Raw records:
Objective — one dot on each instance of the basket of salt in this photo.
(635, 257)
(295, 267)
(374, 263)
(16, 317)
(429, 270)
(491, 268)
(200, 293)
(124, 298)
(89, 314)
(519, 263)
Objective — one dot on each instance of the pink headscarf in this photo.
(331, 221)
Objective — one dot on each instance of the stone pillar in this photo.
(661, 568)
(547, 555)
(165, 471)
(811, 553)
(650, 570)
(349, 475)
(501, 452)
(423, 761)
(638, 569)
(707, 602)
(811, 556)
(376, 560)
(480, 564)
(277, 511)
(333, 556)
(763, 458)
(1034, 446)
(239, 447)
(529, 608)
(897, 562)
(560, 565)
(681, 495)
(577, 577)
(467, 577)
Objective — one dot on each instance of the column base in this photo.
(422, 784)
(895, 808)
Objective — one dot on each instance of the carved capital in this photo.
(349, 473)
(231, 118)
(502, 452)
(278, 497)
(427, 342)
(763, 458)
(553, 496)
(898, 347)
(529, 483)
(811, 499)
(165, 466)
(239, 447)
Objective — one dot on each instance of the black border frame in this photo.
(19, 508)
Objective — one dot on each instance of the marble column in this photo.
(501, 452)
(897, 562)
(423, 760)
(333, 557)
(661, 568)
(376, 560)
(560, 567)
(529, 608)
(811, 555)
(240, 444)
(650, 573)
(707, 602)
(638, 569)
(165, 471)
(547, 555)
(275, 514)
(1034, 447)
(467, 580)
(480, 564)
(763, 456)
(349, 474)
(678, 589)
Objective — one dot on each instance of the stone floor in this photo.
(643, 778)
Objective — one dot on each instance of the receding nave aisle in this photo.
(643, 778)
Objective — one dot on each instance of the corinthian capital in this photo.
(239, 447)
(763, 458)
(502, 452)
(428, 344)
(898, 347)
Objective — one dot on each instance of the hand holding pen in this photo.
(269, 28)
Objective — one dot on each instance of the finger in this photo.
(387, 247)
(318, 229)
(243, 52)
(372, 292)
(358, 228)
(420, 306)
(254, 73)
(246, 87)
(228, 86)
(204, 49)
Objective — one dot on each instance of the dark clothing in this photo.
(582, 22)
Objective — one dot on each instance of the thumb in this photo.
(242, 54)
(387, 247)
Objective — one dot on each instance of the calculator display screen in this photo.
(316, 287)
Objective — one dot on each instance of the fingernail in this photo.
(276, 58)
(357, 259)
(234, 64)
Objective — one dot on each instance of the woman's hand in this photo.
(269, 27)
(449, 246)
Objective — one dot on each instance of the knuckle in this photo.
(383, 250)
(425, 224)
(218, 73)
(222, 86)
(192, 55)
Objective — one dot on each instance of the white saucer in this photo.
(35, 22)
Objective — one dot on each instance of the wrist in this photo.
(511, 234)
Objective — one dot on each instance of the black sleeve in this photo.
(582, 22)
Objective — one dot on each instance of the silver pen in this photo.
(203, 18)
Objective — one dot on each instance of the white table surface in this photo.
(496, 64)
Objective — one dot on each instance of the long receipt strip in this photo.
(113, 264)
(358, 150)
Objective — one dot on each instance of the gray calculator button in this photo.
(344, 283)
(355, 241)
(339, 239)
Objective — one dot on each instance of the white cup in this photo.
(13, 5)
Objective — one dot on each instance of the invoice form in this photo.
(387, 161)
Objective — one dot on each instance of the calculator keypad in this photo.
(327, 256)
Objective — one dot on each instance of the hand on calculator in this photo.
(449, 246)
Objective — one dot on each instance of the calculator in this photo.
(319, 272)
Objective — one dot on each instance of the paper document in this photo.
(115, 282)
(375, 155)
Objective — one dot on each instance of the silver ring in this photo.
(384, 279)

Aim:
Copy every one of the records above verbatim, line for line.

Reply:
Objective — one dot on each instance of the basket of salt in this photo.
(635, 257)
(295, 267)
(374, 263)
(16, 317)
(429, 270)
(491, 268)
(200, 293)
(124, 298)
(89, 314)
(519, 263)
Objective — one dot on each instance of the pink headscarf in this photo.
(331, 221)
Objective — one dot on each instance of the stone pillar in this photo.
(661, 568)
(547, 555)
(165, 471)
(811, 553)
(650, 570)
(349, 475)
(501, 452)
(423, 761)
(638, 569)
(707, 602)
(811, 556)
(376, 560)
(480, 564)
(277, 511)
(333, 556)
(763, 458)
(1034, 446)
(239, 447)
(529, 608)
(897, 562)
(560, 565)
(681, 495)
(577, 577)
(467, 577)
Objective — one dot on each instance of the column base in this photo.
(422, 784)
(895, 808)
Objective — one dot on each instance of the carved capital in this photo.
(349, 473)
(231, 118)
(502, 452)
(278, 497)
(427, 342)
(763, 458)
(553, 496)
(898, 347)
(529, 483)
(811, 499)
(165, 466)
(239, 447)
Objective — one dot on each instance of the black border frame in this photo.
(19, 508)
Objective — one dot on each instance of the marble column in this photo.
(501, 452)
(897, 562)
(423, 760)
(333, 557)
(661, 568)
(376, 560)
(560, 567)
(529, 608)
(811, 555)
(240, 444)
(650, 573)
(707, 602)
(638, 569)
(165, 471)
(547, 555)
(275, 514)
(1034, 447)
(467, 580)
(480, 564)
(763, 456)
(349, 474)
(678, 589)
Objective — one dot on each instance of the stone floor in this photo.
(643, 778)
Objective — one dot on each instance of the receding nave aisle in this photo.
(643, 778)
Objective — one dot on each instance of the corinthian capital in this photo.
(239, 447)
(763, 458)
(502, 452)
(428, 344)
(898, 347)
Objective — one dot on each instance of the hand holding pen in this photo.
(269, 28)
Objective — one dot on each instance of the finger in this photo.
(387, 247)
(318, 229)
(243, 52)
(372, 292)
(358, 228)
(420, 306)
(254, 73)
(246, 87)
(228, 86)
(204, 49)
Objective — one dot on each instance of the dark clothing in this photo.
(582, 22)
Objective — one dot on each instance of the thumb in this photo.
(242, 54)
(387, 247)
Objective — one dot on each instance of the calculator display screen in this photo.
(316, 287)
Objective — one dot on each instance of the fingernail in this photo.
(276, 58)
(357, 259)
(234, 64)
Objective — one dot on each instance of the woman's hand in this photo.
(269, 27)
(449, 246)
Objective — one dot on each instance of the knuckle in this photo.
(383, 250)
(425, 224)
(218, 73)
(222, 86)
(192, 55)
Objective — one dot on each instance of the white saucer in this photo.
(35, 22)
Objective — one dot on each instance of the wrist in this photo.
(511, 234)
Objective — one dot on each instance of the black sleeve in this photo.
(582, 22)
Objective — one dot on each instance of the silver pen in this photo.
(203, 18)
Objective — one dot on each instance of the white table surface in this photo.
(496, 64)
Objective — one dot on each instance of the long receipt strip in this photo.
(113, 264)
(358, 150)
Objective — one dot on each instance of the gray calculator button in this photo.
(344, 283)
(355, 241)
(339, 239)
Objective — one dot on each instance of the white cup in this photo.
(13, 5)
Objective — one dot on each instance of the invoice form in this photo.
(387, 161)
Objective — one dot on each instance of the calculator keypad in this photo.
(327, 256)
Objective — one dot on each instance of the hand on calculator in this photo.
(449, 246)
Objective — one dot on each instance of the calculator in this photo.
(319, 272)
Objective — one dot on each instance of the paper document in this photo.
(115, 282)
(375, 155)
Objective — one dot on each instance of the silver ring in this photo.
(384, 279)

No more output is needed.